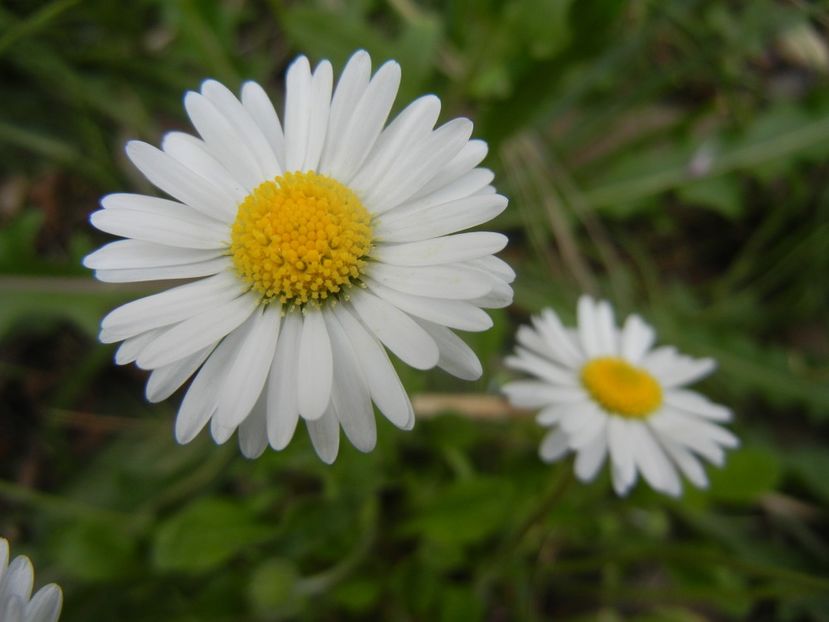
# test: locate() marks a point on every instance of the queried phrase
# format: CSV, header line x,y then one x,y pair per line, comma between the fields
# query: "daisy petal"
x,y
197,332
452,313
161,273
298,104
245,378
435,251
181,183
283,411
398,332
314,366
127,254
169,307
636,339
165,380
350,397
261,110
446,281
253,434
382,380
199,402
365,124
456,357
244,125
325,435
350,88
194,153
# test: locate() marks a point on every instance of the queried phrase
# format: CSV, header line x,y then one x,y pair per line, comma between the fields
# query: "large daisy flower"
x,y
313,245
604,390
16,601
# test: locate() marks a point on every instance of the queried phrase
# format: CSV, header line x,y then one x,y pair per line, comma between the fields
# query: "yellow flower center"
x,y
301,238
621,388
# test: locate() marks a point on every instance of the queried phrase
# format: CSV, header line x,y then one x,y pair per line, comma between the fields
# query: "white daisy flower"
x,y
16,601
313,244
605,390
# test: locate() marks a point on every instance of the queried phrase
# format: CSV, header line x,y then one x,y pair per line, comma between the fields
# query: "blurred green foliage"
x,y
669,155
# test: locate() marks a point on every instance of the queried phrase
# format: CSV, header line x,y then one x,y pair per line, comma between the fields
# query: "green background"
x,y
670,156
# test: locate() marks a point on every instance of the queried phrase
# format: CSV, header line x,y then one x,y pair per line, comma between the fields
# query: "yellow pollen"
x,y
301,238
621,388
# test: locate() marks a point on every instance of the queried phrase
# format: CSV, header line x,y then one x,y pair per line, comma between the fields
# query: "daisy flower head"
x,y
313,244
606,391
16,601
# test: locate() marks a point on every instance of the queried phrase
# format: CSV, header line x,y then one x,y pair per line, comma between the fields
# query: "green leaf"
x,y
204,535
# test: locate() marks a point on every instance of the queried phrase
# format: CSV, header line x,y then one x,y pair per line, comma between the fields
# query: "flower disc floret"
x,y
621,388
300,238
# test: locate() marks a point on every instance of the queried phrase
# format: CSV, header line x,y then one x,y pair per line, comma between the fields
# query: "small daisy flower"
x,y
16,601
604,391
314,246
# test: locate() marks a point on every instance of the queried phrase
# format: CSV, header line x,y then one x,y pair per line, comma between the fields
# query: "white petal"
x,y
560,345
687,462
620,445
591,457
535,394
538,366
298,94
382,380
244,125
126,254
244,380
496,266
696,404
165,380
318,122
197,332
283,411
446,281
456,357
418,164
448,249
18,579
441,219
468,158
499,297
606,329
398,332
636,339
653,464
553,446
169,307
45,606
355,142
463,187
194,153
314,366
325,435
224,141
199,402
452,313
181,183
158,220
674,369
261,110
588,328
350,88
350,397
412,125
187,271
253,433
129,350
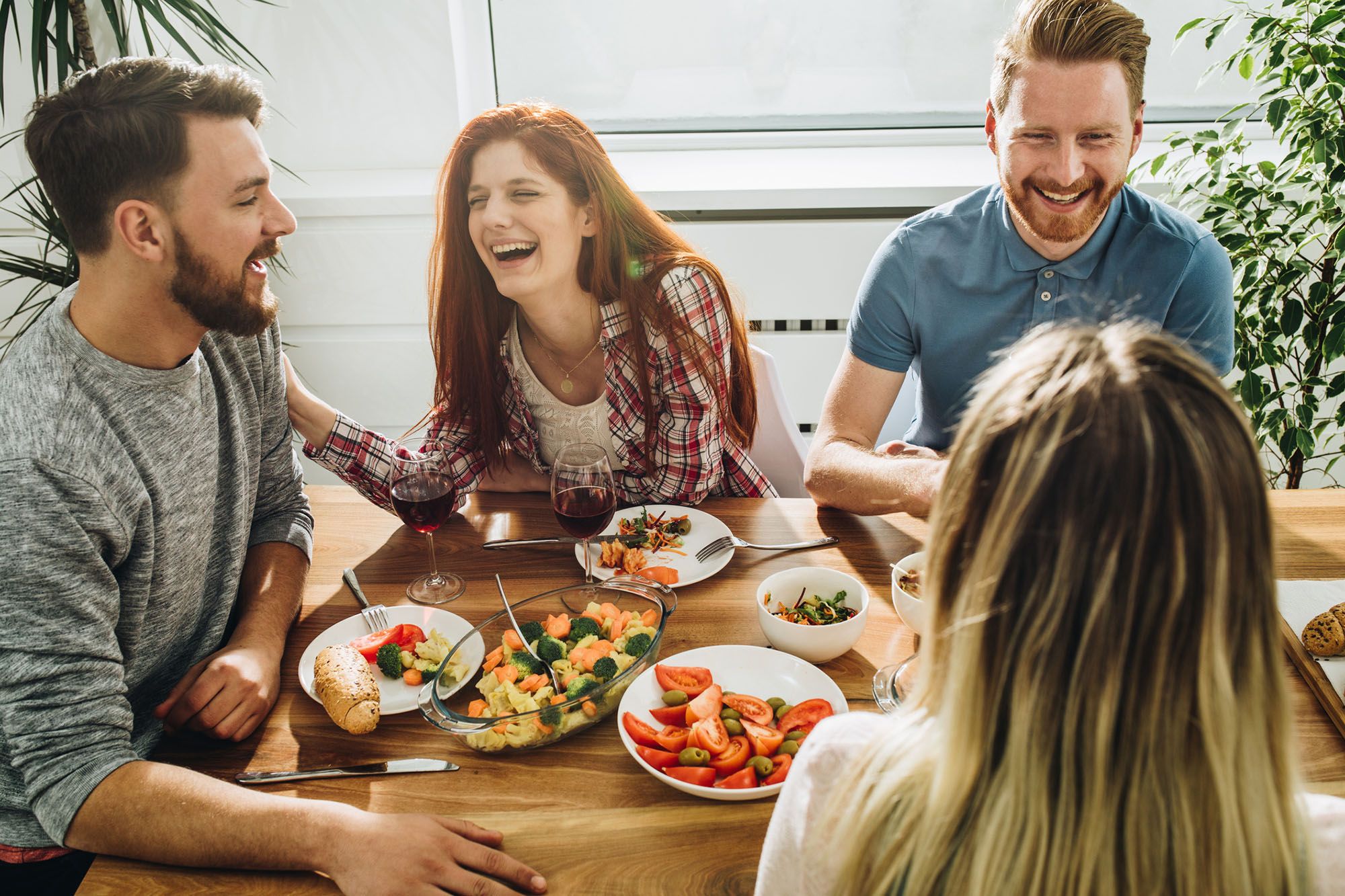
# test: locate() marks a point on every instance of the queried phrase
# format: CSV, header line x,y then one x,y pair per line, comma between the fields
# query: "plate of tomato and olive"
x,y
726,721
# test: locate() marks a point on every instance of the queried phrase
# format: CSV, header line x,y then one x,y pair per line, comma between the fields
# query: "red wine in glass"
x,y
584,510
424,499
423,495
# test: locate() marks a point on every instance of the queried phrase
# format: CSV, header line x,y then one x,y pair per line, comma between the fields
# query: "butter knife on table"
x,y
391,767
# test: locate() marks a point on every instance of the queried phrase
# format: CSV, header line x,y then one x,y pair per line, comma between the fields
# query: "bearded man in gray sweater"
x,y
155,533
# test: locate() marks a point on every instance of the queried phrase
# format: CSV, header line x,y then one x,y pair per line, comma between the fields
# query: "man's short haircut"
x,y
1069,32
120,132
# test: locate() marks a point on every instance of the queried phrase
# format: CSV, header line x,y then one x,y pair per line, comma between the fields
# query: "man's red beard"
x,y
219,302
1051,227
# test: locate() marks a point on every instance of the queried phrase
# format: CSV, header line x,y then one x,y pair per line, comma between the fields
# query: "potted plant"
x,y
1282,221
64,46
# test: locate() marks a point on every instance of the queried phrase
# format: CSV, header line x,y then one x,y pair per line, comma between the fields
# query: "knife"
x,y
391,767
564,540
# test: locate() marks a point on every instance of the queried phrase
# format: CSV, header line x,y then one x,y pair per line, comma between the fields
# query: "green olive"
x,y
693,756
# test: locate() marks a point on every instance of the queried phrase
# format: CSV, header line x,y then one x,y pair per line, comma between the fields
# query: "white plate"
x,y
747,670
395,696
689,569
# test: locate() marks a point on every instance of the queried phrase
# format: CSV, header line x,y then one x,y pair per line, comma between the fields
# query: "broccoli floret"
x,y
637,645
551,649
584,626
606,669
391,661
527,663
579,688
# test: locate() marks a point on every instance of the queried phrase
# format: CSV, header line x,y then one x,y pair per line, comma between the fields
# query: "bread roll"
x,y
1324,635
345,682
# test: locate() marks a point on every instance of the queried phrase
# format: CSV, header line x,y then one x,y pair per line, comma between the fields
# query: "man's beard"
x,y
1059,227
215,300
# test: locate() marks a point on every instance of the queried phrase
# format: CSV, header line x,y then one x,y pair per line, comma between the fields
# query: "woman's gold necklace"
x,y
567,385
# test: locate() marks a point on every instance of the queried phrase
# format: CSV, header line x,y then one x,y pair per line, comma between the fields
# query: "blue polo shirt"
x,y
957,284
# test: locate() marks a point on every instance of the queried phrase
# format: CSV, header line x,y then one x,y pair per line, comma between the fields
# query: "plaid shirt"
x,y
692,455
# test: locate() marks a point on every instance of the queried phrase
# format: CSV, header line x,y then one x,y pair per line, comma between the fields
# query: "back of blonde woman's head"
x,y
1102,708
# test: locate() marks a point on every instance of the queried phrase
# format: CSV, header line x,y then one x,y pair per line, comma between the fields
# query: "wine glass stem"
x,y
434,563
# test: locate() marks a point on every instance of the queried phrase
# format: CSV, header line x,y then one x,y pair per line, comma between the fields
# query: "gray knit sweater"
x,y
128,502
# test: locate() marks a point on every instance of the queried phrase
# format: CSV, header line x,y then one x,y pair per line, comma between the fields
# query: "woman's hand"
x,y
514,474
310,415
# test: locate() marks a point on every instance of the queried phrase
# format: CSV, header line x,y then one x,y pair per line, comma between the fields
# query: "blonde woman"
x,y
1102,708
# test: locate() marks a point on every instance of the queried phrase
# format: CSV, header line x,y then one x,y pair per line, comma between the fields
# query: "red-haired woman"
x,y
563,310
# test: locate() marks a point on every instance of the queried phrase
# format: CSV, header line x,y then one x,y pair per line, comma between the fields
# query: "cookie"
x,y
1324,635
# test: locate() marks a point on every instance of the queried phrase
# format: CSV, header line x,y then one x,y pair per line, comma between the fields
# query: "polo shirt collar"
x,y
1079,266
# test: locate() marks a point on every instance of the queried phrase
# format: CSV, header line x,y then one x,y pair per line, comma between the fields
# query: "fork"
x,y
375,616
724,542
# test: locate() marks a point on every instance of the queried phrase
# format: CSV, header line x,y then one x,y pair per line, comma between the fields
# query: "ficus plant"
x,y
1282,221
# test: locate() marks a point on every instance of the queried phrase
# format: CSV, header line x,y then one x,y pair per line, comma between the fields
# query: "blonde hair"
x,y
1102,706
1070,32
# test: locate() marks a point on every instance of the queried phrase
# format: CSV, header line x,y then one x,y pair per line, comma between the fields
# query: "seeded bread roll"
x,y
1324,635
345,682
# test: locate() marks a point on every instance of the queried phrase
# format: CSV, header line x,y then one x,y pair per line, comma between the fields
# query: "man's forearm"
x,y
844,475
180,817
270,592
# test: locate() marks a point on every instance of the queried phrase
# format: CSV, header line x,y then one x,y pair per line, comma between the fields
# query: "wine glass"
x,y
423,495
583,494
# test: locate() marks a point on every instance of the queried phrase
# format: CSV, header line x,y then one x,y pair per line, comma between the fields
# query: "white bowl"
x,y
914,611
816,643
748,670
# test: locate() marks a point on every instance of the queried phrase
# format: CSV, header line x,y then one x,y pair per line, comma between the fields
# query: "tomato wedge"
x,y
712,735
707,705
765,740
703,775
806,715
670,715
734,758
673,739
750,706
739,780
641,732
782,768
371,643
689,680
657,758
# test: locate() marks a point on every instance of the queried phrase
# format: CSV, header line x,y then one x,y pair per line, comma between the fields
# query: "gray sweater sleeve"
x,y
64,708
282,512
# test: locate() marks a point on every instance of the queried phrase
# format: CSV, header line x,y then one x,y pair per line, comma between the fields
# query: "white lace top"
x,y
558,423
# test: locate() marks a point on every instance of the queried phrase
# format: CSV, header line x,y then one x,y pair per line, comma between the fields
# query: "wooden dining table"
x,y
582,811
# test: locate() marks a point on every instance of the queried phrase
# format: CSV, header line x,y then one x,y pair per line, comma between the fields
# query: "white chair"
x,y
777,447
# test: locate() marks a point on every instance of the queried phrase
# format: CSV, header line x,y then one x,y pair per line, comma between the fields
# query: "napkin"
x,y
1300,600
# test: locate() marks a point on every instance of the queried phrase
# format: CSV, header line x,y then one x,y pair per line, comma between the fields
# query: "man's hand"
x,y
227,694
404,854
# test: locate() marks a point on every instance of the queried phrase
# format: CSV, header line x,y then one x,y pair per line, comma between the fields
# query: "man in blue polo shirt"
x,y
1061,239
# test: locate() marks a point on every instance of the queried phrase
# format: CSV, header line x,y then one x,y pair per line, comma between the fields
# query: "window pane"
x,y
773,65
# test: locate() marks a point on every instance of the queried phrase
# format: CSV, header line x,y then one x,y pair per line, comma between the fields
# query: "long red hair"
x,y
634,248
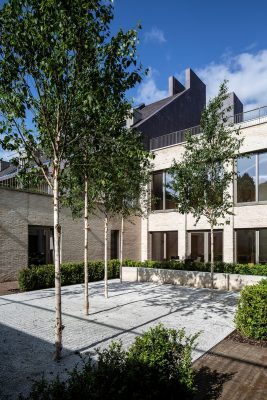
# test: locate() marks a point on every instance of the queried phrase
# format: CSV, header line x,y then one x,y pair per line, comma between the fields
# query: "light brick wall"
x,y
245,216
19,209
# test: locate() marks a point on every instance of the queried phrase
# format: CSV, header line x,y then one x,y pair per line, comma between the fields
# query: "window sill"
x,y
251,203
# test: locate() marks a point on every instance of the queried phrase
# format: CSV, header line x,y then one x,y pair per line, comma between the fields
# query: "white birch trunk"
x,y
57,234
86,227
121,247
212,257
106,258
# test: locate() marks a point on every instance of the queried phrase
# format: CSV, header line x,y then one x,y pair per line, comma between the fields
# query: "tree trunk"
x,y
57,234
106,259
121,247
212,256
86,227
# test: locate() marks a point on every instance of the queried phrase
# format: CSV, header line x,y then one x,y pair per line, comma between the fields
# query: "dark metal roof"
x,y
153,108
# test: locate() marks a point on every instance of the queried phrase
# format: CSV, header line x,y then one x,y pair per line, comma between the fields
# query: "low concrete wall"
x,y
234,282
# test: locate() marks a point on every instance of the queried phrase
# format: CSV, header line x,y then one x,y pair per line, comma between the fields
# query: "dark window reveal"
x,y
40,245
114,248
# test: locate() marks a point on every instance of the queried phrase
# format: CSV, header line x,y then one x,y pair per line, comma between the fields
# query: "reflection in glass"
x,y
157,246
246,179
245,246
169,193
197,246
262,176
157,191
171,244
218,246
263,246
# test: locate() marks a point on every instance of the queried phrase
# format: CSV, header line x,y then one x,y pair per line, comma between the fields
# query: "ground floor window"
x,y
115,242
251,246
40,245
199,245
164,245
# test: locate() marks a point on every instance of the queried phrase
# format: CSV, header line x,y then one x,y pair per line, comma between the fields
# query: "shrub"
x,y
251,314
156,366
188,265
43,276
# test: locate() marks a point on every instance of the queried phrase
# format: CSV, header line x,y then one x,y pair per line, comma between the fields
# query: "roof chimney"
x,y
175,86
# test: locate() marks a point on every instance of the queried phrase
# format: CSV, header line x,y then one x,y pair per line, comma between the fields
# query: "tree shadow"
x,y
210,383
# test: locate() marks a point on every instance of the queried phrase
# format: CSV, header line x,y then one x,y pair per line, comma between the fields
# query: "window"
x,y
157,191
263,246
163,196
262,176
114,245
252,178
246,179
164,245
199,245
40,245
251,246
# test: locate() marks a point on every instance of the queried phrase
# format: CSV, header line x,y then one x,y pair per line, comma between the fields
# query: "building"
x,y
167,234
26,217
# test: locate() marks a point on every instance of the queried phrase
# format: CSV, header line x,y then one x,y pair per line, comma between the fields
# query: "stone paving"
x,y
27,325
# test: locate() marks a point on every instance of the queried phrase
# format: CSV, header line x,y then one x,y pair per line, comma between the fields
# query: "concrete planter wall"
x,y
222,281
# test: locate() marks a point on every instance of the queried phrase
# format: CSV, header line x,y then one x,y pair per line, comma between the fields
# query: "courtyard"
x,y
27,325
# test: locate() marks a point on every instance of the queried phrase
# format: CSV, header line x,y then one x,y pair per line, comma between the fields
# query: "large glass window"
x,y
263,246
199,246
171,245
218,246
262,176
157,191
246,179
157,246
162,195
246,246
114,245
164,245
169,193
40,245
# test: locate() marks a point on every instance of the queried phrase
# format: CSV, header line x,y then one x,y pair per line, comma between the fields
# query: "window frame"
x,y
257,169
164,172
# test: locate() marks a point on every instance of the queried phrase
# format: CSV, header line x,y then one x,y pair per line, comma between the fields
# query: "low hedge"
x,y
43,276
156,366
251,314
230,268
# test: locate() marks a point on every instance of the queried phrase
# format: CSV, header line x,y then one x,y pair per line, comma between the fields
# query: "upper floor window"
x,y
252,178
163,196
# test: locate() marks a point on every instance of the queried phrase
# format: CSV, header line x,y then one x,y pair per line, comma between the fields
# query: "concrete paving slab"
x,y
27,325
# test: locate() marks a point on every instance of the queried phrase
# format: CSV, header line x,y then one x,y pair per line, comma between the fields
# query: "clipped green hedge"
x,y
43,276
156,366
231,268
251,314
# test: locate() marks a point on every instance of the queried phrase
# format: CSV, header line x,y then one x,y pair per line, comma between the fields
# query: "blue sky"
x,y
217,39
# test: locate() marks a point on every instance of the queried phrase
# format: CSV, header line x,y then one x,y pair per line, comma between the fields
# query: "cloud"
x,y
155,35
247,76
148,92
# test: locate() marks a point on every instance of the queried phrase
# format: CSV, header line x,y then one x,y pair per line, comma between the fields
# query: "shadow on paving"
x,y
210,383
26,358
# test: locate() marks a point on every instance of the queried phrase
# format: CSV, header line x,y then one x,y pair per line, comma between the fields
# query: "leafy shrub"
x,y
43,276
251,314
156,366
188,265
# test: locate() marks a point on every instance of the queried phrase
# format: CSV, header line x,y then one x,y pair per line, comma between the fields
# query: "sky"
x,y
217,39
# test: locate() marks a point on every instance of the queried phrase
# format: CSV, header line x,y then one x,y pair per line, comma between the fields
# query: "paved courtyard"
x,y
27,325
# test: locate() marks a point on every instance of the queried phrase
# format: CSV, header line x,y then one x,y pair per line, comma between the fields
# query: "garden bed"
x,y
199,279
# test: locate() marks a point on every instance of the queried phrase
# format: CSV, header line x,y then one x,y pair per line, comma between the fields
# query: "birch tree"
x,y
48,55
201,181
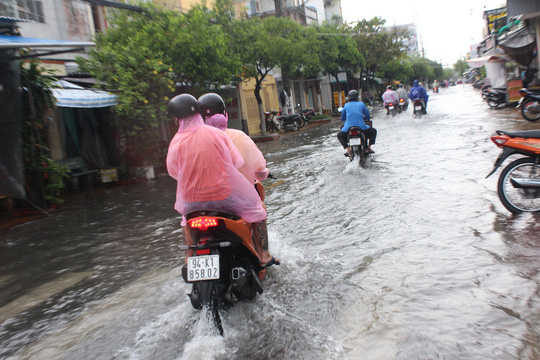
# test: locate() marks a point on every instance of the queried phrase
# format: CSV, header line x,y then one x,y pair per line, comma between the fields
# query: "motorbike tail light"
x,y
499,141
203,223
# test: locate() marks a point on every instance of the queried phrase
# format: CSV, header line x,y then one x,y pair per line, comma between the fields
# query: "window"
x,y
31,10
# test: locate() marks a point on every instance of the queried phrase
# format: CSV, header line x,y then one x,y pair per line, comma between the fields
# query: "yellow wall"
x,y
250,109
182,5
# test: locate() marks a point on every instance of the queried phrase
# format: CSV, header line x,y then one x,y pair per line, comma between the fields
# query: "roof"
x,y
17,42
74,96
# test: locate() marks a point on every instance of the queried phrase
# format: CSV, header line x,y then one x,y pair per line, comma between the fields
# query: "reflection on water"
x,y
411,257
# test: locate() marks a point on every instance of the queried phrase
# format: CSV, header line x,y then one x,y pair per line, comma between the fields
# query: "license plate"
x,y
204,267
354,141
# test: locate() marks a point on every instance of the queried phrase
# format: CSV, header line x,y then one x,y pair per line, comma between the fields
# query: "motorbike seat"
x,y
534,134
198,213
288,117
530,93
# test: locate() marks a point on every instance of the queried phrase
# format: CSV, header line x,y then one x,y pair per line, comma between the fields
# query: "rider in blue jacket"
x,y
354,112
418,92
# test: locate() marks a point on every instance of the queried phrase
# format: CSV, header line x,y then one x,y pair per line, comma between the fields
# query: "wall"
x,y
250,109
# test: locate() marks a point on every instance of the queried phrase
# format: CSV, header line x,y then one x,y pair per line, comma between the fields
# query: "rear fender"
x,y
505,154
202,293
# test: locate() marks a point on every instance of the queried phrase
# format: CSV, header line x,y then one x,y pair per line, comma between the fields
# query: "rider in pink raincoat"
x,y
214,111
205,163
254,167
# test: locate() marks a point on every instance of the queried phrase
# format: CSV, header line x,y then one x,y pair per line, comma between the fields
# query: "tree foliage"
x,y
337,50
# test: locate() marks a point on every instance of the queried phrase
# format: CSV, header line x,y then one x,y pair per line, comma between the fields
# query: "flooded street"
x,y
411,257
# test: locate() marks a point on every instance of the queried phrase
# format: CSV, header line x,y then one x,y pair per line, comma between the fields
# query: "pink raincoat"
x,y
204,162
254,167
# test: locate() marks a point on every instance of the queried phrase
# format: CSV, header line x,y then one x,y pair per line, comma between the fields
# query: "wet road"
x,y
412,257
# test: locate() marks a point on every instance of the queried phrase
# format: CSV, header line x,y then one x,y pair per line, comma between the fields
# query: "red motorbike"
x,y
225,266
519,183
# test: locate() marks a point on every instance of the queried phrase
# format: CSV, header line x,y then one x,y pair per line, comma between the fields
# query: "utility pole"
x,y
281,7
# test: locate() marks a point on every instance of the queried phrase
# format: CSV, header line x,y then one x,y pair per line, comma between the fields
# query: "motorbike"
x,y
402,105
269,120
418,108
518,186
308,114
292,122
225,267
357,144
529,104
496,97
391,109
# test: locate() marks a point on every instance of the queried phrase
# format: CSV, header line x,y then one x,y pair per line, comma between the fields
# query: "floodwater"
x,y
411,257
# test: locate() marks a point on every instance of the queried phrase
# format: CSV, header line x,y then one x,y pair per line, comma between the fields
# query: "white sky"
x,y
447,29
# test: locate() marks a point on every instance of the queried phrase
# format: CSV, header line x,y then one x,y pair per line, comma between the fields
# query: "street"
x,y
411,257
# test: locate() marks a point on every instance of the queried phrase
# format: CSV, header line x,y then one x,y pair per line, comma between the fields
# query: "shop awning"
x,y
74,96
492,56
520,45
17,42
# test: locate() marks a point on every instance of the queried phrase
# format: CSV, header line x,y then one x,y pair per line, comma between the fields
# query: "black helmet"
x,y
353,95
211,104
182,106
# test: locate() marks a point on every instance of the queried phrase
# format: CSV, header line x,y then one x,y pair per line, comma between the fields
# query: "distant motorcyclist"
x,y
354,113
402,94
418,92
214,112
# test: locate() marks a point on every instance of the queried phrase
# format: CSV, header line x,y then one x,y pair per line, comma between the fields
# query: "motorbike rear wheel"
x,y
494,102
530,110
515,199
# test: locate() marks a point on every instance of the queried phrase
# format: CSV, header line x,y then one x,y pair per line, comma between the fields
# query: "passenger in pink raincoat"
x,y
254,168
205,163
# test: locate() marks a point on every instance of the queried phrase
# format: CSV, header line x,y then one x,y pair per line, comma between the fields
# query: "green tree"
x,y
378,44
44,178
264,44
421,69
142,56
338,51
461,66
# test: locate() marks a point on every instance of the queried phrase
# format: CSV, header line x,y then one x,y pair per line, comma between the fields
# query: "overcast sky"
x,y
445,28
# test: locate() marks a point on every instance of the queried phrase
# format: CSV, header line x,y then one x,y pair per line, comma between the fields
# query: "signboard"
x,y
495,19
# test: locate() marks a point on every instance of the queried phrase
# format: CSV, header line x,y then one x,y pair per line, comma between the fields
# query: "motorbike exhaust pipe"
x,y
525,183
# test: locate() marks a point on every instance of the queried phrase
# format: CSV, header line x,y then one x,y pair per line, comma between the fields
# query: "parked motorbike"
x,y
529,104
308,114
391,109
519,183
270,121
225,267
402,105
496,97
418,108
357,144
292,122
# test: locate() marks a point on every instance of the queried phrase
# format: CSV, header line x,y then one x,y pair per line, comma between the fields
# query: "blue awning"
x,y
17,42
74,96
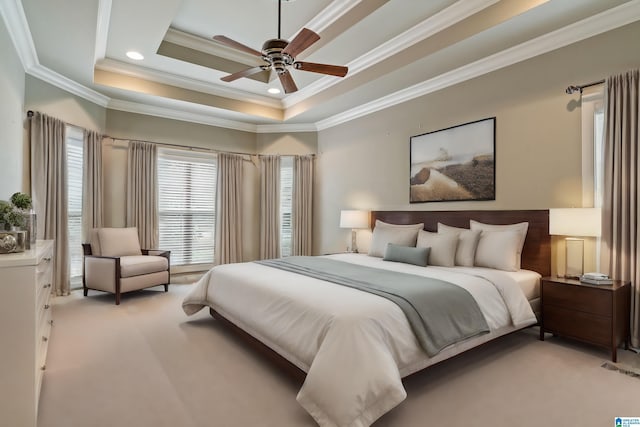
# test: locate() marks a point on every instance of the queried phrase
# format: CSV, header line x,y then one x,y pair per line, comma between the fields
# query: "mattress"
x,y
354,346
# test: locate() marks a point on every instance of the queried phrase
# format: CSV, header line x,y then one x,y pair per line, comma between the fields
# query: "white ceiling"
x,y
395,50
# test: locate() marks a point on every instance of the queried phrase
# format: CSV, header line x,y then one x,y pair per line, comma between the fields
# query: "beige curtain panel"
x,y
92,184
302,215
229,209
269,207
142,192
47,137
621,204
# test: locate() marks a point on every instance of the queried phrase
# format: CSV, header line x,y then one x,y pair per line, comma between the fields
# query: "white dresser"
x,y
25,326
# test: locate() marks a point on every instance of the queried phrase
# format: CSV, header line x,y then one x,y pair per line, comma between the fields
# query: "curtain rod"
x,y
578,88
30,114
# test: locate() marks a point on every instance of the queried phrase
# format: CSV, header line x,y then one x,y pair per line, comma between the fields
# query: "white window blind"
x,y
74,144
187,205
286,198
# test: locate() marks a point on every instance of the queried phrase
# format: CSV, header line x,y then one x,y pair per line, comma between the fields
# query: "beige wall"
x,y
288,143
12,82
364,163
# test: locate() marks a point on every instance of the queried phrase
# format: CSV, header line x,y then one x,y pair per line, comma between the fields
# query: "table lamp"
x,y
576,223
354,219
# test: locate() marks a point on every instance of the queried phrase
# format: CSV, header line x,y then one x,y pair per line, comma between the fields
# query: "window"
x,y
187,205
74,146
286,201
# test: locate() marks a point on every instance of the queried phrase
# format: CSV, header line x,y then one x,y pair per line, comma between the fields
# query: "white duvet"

> [PROBLEM TO SOLVE]: Please report every line in the entries above that contains the string "raincoat", copying each line in full. Case counts.

> [TASK OUTPUT]:
# query: "rider in pink raincoat"
# query: "pink raincoat"
# query: "passenger in pink raincoat"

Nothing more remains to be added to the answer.